**PROBLEM:** The result should be the lines from the one holding "Could you please locate the bare" to the final line of the records, retyped exactly.

**TASK INPUT:**
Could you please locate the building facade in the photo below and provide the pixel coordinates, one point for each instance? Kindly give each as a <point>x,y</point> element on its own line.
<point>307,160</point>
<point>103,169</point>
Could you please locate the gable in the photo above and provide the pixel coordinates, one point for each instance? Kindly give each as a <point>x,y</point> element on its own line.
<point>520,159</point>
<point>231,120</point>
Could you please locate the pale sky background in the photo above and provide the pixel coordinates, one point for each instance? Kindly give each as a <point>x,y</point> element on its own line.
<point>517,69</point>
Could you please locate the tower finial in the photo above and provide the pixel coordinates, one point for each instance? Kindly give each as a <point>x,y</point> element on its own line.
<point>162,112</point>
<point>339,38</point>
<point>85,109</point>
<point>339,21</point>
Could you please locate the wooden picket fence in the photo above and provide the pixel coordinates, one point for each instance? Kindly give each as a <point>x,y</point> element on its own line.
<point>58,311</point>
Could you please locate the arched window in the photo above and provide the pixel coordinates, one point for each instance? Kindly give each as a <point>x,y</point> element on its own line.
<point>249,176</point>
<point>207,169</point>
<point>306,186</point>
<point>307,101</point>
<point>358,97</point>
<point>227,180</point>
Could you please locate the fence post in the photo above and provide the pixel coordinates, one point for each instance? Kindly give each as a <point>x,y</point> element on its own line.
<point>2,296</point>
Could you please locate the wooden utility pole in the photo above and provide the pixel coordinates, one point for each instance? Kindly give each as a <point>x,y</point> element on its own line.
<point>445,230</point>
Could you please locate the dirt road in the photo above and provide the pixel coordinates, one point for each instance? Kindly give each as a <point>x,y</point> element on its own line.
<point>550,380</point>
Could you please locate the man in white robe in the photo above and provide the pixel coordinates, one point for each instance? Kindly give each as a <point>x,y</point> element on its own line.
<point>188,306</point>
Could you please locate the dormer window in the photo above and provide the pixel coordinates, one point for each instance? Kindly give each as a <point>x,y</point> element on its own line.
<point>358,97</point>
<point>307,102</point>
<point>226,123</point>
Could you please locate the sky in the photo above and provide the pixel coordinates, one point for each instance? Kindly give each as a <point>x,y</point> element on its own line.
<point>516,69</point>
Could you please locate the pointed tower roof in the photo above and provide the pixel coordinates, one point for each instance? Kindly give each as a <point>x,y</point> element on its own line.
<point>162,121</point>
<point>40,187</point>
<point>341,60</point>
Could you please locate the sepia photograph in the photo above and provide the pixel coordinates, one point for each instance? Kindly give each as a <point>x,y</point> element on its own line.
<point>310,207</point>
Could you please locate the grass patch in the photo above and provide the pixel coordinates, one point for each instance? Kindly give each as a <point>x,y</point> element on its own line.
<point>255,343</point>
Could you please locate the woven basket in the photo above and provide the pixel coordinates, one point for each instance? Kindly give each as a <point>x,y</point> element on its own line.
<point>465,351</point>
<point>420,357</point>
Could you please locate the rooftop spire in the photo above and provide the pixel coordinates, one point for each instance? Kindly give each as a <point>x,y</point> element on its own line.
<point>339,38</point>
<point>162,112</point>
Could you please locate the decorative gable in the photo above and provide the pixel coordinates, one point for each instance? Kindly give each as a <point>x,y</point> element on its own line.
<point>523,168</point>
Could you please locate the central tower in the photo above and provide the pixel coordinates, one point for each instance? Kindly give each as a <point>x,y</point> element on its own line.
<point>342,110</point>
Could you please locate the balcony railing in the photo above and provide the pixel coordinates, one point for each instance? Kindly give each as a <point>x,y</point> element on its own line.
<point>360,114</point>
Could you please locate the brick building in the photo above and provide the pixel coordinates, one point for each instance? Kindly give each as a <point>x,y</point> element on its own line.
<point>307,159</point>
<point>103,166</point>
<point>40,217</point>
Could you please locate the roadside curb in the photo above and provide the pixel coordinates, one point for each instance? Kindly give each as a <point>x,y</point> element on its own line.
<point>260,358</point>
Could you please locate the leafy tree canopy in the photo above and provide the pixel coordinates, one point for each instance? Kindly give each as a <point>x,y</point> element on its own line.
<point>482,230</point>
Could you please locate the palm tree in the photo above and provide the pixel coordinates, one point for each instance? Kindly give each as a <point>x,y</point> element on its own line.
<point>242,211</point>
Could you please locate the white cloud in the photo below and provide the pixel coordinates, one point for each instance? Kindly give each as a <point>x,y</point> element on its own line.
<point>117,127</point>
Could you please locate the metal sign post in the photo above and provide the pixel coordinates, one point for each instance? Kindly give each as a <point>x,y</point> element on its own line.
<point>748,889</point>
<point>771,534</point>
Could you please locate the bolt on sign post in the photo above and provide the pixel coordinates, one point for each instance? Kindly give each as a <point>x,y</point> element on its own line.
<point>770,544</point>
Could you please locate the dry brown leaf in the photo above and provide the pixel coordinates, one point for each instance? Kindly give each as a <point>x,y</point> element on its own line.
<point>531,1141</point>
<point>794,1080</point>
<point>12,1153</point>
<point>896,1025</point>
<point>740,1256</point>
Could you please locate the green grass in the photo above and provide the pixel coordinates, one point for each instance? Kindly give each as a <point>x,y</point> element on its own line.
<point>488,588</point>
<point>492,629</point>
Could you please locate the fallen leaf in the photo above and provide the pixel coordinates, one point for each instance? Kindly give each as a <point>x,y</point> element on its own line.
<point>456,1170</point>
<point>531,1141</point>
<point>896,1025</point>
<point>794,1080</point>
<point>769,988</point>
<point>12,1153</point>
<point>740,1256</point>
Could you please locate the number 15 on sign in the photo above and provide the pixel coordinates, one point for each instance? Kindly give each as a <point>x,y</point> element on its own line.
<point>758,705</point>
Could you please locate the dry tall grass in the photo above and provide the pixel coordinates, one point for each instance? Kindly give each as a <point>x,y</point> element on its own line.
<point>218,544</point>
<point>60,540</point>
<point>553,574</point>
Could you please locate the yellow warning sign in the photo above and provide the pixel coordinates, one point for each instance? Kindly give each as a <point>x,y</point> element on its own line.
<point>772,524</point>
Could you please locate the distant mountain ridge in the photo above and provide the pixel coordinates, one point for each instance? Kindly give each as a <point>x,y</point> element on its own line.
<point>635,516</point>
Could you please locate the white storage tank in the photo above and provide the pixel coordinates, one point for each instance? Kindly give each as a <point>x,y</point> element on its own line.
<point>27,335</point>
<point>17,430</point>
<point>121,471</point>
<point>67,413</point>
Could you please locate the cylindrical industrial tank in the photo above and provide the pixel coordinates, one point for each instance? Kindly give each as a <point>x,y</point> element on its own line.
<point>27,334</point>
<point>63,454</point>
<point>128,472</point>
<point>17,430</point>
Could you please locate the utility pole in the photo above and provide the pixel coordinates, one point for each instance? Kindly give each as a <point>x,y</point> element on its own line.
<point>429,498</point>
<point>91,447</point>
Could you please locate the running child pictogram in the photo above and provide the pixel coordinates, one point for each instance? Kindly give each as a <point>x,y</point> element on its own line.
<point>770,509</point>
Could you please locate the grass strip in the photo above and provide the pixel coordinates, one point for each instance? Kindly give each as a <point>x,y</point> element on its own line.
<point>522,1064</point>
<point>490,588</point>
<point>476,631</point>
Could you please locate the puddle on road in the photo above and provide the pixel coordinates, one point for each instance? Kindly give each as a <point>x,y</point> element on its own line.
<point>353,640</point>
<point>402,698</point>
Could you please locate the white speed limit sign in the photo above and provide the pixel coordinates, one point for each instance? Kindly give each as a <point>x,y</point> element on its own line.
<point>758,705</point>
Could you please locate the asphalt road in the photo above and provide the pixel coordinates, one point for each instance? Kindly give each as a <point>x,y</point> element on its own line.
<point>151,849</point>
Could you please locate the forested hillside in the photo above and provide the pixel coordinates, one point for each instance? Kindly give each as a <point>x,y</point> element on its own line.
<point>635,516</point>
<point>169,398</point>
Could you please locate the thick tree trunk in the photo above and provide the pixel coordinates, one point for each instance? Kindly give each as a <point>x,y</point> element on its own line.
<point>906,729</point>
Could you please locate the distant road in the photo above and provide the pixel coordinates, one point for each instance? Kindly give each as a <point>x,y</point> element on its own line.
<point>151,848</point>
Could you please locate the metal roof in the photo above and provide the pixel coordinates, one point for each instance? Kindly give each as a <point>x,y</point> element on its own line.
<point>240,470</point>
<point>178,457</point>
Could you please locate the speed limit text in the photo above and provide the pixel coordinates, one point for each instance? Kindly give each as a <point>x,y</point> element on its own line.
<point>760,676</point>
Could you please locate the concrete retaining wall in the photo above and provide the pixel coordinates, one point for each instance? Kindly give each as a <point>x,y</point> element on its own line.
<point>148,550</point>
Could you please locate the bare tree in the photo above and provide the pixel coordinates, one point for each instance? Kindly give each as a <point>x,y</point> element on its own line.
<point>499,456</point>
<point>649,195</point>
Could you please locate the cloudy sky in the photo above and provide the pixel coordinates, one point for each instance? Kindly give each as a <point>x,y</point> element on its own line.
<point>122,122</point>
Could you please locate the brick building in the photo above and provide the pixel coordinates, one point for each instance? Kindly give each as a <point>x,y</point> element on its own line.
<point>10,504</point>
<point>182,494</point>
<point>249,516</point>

**REPLY:**
Could you please locate the bare tree in the photo above and provide the pixel coordinates, one point for each instance? Kindly give each as a <point>x,y</point> element on its own line.
<point>499,456</point>
<point>649,195</point>
Could you please locate the cloudy sky in the photo above and provide the pixel coordinates, one point for each instance? Kindly give each as a <point>x,y</point> element on its own line.
<point>122,122</point>
Could you please locate the brick building in the photo above and provide the pixel coordinates, one point for each instance? Kindly give each as a <point>x,y</point> element on its own line.
<point>10,504</point>
<point>182,494</point>
<point>249,516</point>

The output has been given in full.